▶ **Exercise directions**
Exactly how many lines in the listing contain "stalk"? Respond with the number and nothing more.
+===+
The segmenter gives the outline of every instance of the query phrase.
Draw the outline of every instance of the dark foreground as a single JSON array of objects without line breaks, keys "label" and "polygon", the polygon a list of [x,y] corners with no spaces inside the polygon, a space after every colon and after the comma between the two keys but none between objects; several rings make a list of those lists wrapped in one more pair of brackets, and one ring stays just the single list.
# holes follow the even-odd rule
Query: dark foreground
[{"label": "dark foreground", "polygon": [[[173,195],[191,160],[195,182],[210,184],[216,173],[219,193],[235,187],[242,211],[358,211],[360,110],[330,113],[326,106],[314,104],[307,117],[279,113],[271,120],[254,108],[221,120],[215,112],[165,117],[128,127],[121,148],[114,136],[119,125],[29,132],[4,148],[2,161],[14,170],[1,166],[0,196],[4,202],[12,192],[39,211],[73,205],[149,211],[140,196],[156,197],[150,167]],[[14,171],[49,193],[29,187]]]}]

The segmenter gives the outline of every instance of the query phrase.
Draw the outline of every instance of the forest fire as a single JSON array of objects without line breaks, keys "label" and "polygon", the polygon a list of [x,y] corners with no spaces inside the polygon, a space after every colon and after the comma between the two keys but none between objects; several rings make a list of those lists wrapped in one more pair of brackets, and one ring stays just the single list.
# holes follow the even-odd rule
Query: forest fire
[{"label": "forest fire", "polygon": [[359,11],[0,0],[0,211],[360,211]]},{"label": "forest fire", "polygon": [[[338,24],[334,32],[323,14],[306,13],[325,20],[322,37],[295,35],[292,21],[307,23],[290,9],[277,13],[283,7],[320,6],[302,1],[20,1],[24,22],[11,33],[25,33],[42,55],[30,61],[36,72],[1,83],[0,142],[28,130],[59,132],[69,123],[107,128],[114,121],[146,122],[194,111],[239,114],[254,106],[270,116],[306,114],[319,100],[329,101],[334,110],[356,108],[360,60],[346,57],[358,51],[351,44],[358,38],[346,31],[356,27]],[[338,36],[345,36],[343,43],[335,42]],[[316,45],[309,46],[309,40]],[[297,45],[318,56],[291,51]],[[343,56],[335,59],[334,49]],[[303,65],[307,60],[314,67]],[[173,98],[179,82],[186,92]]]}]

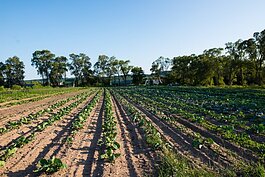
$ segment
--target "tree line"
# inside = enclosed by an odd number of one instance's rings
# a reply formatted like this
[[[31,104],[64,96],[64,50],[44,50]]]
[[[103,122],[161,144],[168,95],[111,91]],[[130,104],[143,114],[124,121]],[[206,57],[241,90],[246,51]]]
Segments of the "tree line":
[[[200,55],[172,59],[169,82],[186,85],[262,85],[265,83],[265,30]]]
[[[72,53],[67,58],[56,56],[49,50],[37,50],[32,54],[31,64],[37,69],[44,86],[65,85],[67,71],[74,76],[74,86],[111,85],[116,78],[118,79],[116,85],[126,85],[130,72],[135,85],[142,83],[144,78],[143,69],[130,65],[130,60],[107,55],[99,55],[98,61],[92,68],[90,58],[84,53]],[[24,69],[24,63],[17,56],[8,58],[5,63],[0,62],[0,86],[24,86]]]
[[[255,32],[250,39],[228,42],[224,48],[211,48],[199,55],[159,57],[151,65],[149,80],[156,84],[181,85],[263,85],[265,83],[265,30]],[[84,54],[55,56],[49,50],[32,54],[32,66],[37,69],[43,85],[64,85],[66,72],[74,76],[75,86],[127,85],[131,75],[135,85],[144,82],[141,67],[130,60],[99,55],[93,65]],[[24,84],[24,64],[17,56],[0,62],[0,86]],[[121,83],[121,79],[123,82]]]

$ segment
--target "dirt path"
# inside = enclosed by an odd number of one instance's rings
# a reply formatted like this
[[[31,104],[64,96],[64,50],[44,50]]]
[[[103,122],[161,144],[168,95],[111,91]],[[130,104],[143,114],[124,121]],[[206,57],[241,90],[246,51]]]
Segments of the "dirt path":
[[[142,131],[139,131],[122,106],[112,99],[117,118],[117,142],[121,145],[114,164],[105,167],[103,176],[146,176],[153,173],[154,152],[147,147]]]
[[[92,99],[92,97],[94,97],[94,94],[89,96],[88,99]],[[24,124],[24,125],[20,126],[18,129],[13,129],[10,132],[7,132],[7,133],[1,135],[0,136],[0,142],[1,142],[0,149],[3,149],[3,147],[7,146],[8,144],[13,142],[15,139],[17,139],[20,136],[30,135],[33,132],[35,127],[40,125],[43,121],[46,121],[47,119],[49,119],[51,117],[51,115],[56,114],[61,108],[65,108],[77,100],[78,100],[77,98],[74,100],[71,100],[71,101],[67,102],[66,104],[54,109],[53,112],[51,112],[49,114],[48,113],[44,114],[43,116],[39,117],[38,119],[32,121],[32,123]]]
[[[143,132],[138,131],[121,105],[113,101],[113,111],[117,117],[117,141],[121,145],[117,153],[121,156],[114,163],[100,159],[102,149],[98,145],[104,120],[104,101],[100,99],[85,128],[79,131],[71,148],[65,149],[58,157],[67,164],[67,169],[55,176],[145,176],[152,172],[151,150],[145,145]]]
[[[34,113],[41,109],[45,109],[57,101],[80,94],[84,91],[85,90],[80,90],[77,92],[60,94],[49,98],[45,98],[43,100],[36,101],[34,103],[31,102],[8,108],[0,108],[0,126],[6,124],[8,121],[17,120],[23,116],[29,115],[30,113]]]
[[[33,170],[36,169],[38,161],[51,153],[56,154],[62,147],[62,141],[66,138],[73,117],[90,101],[79,104],[64,119],[55,122],[44,131],[38,133],[35,139],[19,148],[16,154],[8,159],[4,168],[0,168],[0,174],[7,176],[34,176]]]
[[[71,148],[62,151],[58,156],[67,164],[67,169],[57,172],[56,176],[92,176],[102,174],[98,167],[98,140],[101,135],[103,116],[103,97],[100,98],[96,108],[91,112],[84,128],[79,131]]]
[[[172,124],[162,121],[159,117],[148,112],[142,106],[134,104],[131,101],[129,102],[147,116],[147,120],[151,121],[160,134],[162,134],[167,141],[172,143],[178,153],[186,156],[193,161],[193,163],[195,162],[196,165],[210,170],[214,168],[217,171],[231,165],[231,162],[226,157],[219,156],[207,147],[201,149],[195,148],[192,145],[193,139],[172,126]]]
[[[87,118],[83,129],[77,132],[72,145],[64,140],[70,135],[74,117],[91,100],[81,103],[64,119],[55,122],[44,131],[36,134],[32,142],[19,148],[0,168],[2,176],[47,176],[33,173],[38,161],[55,156],[67,168],[52,176],[148,176],[154,171],[155,153],[145,143],[144,132],[134,125],[122,105],[113,99],[113,111],[117,118],[117,142],[121,145],[120,157],[114,163],[100,159],[102,149],[98,141],[102,134],[104,120],[104,97],[102,96]],[[34,124],[35,125],[35,124]],[[33,126],[33,125],[32,125]],[[27,127],[29,128],[29,127]],[[23,129],[26,131],[27,128]],[[22,131],[22,130],[21,130]],[[0,175],[1,176],[1,175]]]

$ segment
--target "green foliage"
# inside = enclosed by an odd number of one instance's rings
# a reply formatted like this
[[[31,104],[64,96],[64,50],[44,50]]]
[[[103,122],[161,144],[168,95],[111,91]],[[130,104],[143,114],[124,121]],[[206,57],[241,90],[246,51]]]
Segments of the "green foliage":
[[[253,38],[228,42],[225,46],[225,52],[223,48],[212,48],[201,55],[174,57],[171,76],[182,85],[265,83],[265,30],[254,33]],[[151,71],[158,68],[157,64],[153,64]]]
[[[141,67],[133,67],[132,70],[133,84],[140,85],[143,82],[144,71]]]
[[[20,85],[12,85],[11,89],[12,90],[21,90],[22,87]]]
[[[0,92],[6,91],[4,86],[0,86]]]
[[[116,158],[120,156],[115,151],[120,148],[120,144],[116,142],[117,128],[116,120],[113,116],[111,96],[108,90],[105,92],[105,119],[102,126],[103,138],[98,144],[105,146],[104,154],[101,154],[102,159],[107,159],[110,162],[114,162]]]
[[[10,88],[13,85],[22,85],[24,79],[25,65],[17,56],[10,57],[5,62],[4,75],[6,85]]]
[[[265,177],[265,168],[264,164],[258,163],[257,165],[249,165],[248,167],[244,168],[241,173],[241,176],[245,177]]]
[[[43,85],[41,85],[40,82],[37,81],[33,81],[32,84],[34,84],[33,89],[40,89],[40,88],[44,88]]]
[[[5,166],[5,161],[0,160],[0,167],[3,167],[3,166]]]
[[[157,168],[159,177],[172,176],[172,177],[214,177],[216,174],[209,173],[203,169],[195,169],[189,165],[187,160],[177,155],[171,150],[163,149],[163,154],[160,154],[161,163]]]
[[[71,74],[75,76],[75,86],[78,86],[79,83],[83,84],[88,83],[89,77],[92,75],[91,62],[90,58],[84,54],[70,54],[71,63],[68,65],[71,71]]]
[[[55,158],[54,156],[51,159],[41,159],[38,162],[37,169],[34,170],[35,173],[38,172],[46,172],[46,173],[54,173],[59,171],[60,169],[67,168],[66,164],[64,164],[61,159]]]

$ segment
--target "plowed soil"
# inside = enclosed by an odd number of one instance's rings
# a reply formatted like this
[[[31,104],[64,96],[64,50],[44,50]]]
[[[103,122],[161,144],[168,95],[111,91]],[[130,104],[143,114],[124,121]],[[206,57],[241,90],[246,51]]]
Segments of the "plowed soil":
[[[55,100],[55,98],[53,99]],[[50,98],[50,101],[53,99]],[[112,102],[113,112],[117,119],[118,133],[116,141],[121,145],[117,153],[120,153],[121,156],[113,163],[100,158],[102,149],[100,149],[98,141],[102,137],[102,123],[104,121],[103,95],[87,118],[84,128],[75,135],[72,144],[65,143],[64,140],[70,133],[72,121],[91,99],[92,97],[89,97],[62,120],[37,133],[32,142],[19,148],[7,160],[5,166],[0,167],[0,176],[47,176],[47,174],[34,173],[33,171],[36,170],[40,159],[47,159],[52,156],[60,158],[67,165],[66,169],[60,170],[52,176],[125,177],[153,174],[155,153],[146,145],[143,131],[131,122],[122,105],[114,99]],[[48,104],[48,102],[42,100],[41,103]],[[35,108],[41,107],[37,104],[34,104],[34,106]],[[34,106],[32,105],[30,108],[34,108]],[[20,111],[23,111],[23,109],[21,108]],[[15,112],[19,111],[16,110],[13,114]],[[45,120],[45,117],[40,119],[40,122],[43,120]],[[35,122],[30,126],[21,127],[20,132],[30,132],[31,128],[37,124]],[[6,146],[18,135],[20,134],[16,132],[14,135],[7,133],[0,136],[2,138],[1,146]]]

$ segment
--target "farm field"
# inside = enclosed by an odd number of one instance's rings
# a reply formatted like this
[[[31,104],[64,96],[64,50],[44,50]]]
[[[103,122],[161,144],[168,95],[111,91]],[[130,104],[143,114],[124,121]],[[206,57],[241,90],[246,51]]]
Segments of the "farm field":
[[[0,176],[265,174],[263,90],[110,87],[35,92],[39,94],[21,100],[45,97],[0,107]],[[3,105],[16,100],[3,99]]]

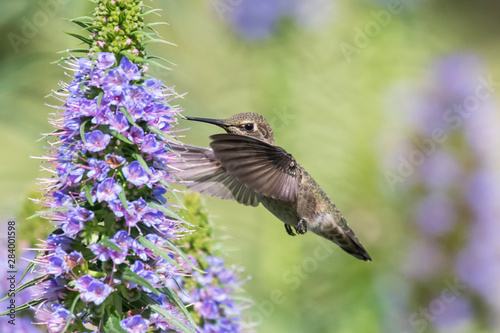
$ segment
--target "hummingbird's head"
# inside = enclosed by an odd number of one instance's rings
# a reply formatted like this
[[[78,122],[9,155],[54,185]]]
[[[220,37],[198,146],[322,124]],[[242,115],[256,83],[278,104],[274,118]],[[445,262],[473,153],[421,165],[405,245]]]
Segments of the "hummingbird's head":
[[[186,117],[188,120],[201,121],[222,127],[226,132],[251,136],[274,145],[274,135],[266,118],[255,112],[238,113],[227,119]]]

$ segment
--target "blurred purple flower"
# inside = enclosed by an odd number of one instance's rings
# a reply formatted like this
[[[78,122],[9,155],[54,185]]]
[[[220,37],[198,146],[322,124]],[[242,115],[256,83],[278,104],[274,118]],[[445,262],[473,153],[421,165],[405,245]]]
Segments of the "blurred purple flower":
[[[444,194],[432,193],[421,199],[416,207],[415,221],[429,235],[444,235],[453,228],[455,220],[455,205]]]

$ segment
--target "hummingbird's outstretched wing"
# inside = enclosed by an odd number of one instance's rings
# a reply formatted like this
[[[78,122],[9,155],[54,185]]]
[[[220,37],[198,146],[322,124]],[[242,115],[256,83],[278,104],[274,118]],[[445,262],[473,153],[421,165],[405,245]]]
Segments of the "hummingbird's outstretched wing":
[[[258,206],[257,194],[229,174],[209,148],[170,144],[180,159],[168,163],[169,171],[191,190],[224,200]]]
[[[238,134],[210,138],[215,158],[245,186],[273,199],[297,200],[297,162],[283,148]]]

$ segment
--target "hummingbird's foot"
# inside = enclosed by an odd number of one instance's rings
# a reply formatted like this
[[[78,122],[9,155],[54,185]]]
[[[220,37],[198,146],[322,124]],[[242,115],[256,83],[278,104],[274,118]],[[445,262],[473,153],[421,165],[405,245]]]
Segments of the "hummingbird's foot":
[[[295,236],[295,233],[293,232],[292,227],[286,223],[285,223],[285,230],[286,230],[286,233],[289,234],[290,236]]]
[[[297,227],[295,228],[298,234],[303,235],[307,232],[307,225],[304,219],[300,219],[299,223],[297,223]]]

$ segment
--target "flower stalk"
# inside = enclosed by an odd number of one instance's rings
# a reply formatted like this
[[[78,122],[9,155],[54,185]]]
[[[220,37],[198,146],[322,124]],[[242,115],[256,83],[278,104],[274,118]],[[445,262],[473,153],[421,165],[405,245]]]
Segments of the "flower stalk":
+===+
▶ **Task result**
2